→ Supplied material
□ □ □
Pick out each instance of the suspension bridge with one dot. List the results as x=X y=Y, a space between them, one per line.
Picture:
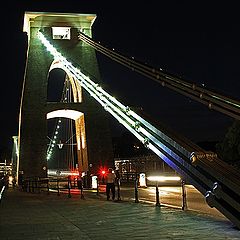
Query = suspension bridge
x=58 y=40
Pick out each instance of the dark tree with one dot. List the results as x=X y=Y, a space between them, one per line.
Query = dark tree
x=229 y=149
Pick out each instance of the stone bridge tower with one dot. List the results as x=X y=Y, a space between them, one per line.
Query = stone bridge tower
x=92 y=127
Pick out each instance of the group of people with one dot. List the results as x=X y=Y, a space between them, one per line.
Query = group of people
x=110 y=183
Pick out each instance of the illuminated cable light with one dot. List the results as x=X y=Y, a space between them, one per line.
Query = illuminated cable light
x=118 y=110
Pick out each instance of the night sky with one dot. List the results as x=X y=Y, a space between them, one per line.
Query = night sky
x=199 y=42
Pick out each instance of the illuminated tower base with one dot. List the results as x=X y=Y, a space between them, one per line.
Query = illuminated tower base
x=34 y=106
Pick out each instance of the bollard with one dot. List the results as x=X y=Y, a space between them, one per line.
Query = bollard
x=97 y=186
x=157 y=195
x=58 y=187
x=69 y=187
x=136 y=190
x=48 y=187
x=118 y=189
x=184 y=197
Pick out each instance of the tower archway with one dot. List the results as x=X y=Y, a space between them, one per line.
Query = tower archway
x=34 y=106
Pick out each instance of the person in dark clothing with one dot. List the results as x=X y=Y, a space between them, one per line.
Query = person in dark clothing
x=110 y=184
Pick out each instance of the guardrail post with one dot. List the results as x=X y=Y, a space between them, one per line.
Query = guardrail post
x=157 y=195
x=184 y=197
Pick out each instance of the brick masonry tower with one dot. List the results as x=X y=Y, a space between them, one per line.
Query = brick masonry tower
x=93 y=124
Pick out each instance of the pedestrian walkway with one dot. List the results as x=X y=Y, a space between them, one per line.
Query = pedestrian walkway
x=40 y=216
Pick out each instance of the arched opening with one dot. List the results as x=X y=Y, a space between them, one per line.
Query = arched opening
x=67 y=150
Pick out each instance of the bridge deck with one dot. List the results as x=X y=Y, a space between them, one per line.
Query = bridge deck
x=41 y=216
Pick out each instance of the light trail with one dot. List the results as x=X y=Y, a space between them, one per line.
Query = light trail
x=203 y=172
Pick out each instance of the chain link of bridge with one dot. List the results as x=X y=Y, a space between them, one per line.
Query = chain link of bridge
x=217 y=181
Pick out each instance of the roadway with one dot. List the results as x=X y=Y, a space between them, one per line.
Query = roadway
x=169 y=196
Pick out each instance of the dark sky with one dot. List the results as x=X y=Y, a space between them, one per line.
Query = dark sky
x=198 y=41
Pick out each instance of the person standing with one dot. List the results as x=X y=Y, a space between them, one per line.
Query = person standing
x=110 y=183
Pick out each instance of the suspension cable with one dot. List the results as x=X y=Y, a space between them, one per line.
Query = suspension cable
x=213 y=100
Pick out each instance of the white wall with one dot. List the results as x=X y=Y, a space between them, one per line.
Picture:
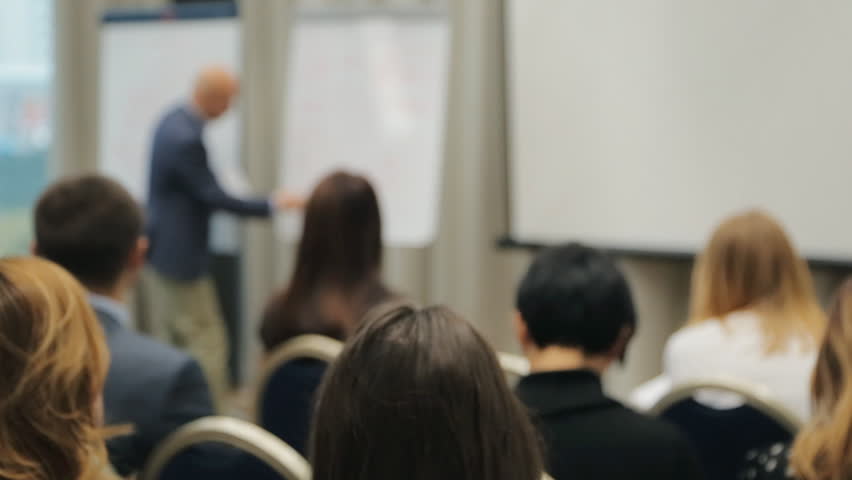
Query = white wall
x=462 y=269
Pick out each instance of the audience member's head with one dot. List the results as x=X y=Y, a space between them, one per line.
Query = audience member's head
x=337 y=277
x=54 y=363
x=574 y=298
x=821 y=450
x=751 y=264
x=419 y=395
x=93 y=228
x=215 y=89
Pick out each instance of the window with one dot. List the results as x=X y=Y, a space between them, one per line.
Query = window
x=26 y=72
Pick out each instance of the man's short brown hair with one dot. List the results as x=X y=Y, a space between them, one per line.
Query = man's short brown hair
x=89 y=225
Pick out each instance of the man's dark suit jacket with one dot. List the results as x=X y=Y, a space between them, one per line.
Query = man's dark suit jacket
x=182 y=194
x=591 y=437
x=152 y=386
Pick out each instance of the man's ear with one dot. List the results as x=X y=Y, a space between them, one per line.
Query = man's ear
x=522 y=332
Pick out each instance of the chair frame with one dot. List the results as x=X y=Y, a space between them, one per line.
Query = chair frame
x=317 y=347
x=233 y=432
x=752 y=395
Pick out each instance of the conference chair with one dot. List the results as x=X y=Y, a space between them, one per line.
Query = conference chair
x=214 y=448
x=722 y=437
x=288 y=383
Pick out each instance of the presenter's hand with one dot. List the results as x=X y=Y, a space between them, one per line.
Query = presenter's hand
x=288 y=201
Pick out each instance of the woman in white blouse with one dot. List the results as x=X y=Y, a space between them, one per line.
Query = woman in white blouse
x=754 y=316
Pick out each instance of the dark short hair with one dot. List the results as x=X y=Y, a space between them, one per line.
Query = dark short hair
x=575 y=296
x=89 y=225
x=417 y=394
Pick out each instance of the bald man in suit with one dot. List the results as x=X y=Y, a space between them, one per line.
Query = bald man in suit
□ □ □
→ The problem
Which lines run from the one holding "Pick out each instance of the bald" through the end of the data? Write them out exactly, ends included, and add nothing.

→ Answer for the task
Pick out each instance of the bald man in suit with one dot. List the results as x=X y=Y, a space between them, one per line.
Query = bald man in suit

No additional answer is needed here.